START DATA RECORDS

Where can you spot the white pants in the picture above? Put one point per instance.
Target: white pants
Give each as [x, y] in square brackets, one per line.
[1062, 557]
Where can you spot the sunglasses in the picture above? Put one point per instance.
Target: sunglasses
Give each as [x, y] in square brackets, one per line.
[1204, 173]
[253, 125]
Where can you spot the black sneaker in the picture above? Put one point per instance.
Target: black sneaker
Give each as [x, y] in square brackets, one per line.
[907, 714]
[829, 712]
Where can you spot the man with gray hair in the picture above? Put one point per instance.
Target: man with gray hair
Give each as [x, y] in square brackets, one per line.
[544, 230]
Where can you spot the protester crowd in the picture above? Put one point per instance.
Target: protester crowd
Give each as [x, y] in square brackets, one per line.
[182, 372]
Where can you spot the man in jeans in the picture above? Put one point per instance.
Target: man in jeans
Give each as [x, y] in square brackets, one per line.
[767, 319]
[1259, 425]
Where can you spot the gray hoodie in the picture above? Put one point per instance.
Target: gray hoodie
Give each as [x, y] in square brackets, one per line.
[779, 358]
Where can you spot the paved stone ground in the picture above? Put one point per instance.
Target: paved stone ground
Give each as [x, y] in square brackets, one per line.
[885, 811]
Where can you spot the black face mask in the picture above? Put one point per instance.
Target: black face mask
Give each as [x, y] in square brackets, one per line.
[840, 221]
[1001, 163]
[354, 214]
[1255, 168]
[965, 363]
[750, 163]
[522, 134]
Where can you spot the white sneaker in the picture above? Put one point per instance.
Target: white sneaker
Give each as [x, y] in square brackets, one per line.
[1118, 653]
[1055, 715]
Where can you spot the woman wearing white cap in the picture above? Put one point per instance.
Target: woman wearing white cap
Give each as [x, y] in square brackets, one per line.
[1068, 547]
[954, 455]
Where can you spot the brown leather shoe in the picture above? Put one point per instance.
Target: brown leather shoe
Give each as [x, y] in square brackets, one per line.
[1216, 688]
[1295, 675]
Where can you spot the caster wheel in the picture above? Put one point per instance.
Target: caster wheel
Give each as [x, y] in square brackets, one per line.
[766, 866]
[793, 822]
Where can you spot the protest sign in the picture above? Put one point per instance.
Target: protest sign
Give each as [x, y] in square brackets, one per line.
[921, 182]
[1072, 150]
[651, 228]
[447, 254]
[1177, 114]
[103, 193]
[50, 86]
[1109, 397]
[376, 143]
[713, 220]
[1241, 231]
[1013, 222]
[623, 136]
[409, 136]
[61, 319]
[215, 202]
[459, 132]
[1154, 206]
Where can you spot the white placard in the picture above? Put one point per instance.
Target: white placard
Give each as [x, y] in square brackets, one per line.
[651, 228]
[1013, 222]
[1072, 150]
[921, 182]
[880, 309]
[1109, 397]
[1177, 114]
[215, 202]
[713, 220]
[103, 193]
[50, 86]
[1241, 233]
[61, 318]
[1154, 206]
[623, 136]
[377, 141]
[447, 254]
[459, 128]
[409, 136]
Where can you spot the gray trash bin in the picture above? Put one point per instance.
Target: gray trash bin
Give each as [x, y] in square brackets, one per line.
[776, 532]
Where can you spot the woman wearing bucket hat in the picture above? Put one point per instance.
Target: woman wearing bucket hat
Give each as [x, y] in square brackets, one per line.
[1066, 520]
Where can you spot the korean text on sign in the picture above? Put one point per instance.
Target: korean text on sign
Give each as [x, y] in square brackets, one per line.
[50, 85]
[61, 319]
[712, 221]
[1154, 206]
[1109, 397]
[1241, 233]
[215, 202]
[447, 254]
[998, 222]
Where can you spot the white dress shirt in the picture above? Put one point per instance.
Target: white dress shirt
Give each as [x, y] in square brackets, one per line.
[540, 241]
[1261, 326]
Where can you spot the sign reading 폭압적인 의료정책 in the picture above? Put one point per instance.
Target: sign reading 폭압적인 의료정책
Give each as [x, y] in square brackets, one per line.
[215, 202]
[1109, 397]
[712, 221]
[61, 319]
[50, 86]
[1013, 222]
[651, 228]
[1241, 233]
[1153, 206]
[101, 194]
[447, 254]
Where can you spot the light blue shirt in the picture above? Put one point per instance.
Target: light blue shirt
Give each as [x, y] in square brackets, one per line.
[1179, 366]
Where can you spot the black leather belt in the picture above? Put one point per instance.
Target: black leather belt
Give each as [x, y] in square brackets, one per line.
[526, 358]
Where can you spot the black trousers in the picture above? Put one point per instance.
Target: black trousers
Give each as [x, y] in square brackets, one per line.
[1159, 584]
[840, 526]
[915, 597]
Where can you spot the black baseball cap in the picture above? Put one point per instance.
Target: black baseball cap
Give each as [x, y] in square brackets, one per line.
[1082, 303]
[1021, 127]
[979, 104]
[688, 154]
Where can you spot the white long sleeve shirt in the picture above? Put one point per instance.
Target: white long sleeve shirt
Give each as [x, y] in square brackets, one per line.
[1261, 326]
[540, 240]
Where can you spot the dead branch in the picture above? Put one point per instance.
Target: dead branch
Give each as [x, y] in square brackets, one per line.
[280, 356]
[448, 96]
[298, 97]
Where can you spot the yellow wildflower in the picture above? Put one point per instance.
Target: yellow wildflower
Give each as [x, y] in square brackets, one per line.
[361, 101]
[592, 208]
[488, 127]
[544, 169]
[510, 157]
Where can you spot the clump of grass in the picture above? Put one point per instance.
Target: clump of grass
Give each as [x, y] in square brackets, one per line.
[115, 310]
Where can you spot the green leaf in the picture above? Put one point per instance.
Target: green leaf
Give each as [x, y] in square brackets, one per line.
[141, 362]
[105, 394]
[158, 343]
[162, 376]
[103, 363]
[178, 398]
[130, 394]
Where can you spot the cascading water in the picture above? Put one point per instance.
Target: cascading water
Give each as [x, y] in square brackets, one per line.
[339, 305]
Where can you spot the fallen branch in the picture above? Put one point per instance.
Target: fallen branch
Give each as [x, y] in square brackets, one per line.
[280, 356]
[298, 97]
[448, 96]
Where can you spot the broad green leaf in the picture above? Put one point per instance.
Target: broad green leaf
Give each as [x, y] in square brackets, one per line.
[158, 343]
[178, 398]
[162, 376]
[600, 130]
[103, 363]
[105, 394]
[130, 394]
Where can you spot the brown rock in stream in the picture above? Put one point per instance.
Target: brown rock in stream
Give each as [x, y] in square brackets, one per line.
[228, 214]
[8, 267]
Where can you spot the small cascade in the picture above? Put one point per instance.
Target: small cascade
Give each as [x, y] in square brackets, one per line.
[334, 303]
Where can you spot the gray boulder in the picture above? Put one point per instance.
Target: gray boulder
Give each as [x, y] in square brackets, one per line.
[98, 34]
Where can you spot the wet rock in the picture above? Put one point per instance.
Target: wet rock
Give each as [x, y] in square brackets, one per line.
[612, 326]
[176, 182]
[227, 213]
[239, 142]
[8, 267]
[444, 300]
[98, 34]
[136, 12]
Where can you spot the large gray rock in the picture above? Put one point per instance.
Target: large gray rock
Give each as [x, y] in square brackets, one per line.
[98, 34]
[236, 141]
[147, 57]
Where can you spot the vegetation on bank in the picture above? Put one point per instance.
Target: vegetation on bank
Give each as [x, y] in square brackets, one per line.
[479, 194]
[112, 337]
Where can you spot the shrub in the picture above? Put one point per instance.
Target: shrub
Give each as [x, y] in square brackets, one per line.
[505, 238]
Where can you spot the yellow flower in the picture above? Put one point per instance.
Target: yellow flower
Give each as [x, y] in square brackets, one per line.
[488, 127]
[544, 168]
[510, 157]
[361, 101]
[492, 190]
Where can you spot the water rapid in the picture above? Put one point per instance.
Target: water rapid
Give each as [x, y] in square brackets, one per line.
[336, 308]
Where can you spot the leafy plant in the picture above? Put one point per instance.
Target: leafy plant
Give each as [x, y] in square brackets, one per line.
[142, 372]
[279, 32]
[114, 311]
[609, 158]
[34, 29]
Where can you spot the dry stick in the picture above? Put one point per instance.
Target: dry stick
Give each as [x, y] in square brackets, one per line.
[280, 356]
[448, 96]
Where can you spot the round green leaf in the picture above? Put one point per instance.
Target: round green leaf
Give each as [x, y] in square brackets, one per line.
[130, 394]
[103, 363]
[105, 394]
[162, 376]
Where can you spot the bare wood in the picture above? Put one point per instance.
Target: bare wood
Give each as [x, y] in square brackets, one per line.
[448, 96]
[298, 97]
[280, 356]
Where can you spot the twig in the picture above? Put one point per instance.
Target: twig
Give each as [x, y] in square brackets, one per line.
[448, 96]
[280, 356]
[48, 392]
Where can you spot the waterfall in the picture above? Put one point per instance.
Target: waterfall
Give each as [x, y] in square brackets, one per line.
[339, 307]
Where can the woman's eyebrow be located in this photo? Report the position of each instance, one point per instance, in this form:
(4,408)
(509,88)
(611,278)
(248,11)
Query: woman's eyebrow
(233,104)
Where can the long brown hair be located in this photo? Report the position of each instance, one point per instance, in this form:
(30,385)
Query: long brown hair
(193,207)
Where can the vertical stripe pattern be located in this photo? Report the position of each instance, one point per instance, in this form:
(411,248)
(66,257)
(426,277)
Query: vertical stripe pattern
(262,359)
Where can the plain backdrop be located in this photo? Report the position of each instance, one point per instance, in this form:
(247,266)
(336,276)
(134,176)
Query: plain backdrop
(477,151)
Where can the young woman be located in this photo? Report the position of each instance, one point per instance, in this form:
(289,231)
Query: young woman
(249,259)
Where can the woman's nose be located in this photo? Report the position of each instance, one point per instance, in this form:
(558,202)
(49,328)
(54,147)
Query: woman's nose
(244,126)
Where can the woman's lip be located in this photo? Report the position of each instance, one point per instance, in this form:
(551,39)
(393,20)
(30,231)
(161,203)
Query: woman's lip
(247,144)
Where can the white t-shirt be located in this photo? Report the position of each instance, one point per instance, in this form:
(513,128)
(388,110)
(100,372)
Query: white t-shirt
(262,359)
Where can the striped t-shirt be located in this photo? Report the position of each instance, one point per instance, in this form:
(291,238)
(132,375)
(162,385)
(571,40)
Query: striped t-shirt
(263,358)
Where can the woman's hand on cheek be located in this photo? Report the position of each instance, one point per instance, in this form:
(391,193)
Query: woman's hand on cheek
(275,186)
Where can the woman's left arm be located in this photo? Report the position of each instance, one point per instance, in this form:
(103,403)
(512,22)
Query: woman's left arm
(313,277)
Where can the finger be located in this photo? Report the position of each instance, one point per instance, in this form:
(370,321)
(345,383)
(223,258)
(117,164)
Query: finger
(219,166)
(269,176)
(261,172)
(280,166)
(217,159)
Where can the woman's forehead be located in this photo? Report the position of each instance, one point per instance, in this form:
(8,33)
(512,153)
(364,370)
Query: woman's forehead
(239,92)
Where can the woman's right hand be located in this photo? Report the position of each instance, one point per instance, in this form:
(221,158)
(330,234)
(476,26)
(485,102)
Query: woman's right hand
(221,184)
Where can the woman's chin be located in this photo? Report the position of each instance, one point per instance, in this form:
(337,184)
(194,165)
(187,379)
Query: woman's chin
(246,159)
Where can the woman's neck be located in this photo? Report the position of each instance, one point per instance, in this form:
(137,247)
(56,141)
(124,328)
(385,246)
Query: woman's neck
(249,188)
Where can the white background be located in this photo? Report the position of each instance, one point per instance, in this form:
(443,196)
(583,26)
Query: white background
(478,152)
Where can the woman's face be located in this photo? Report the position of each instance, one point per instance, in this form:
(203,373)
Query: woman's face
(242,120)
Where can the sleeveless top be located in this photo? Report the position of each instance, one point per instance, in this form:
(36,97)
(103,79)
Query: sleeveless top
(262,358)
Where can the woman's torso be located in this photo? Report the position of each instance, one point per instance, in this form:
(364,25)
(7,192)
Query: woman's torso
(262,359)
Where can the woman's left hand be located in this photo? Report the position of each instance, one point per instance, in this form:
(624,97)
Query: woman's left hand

END DATA RECORDS

» ABOUT THIS EXERCISE
Extract from the listing above the lines between the line containing "Where can you spot the leafy" and the line containing "Target: dry stick", keeping both of those lines. Output nothing else.

» RESPONSE BOX
Where can you spot the leafy plant in the picture above? Put one point per instance.
Target: leafy plant
Give each as [x, y] in square brackets, one per line.
[142, 372]
[279, 32]
[114, 311]
[609, 158]
[34, 29]
Where can you spot the dry stick in the picture above? Put one point per instance.
Target: dry stick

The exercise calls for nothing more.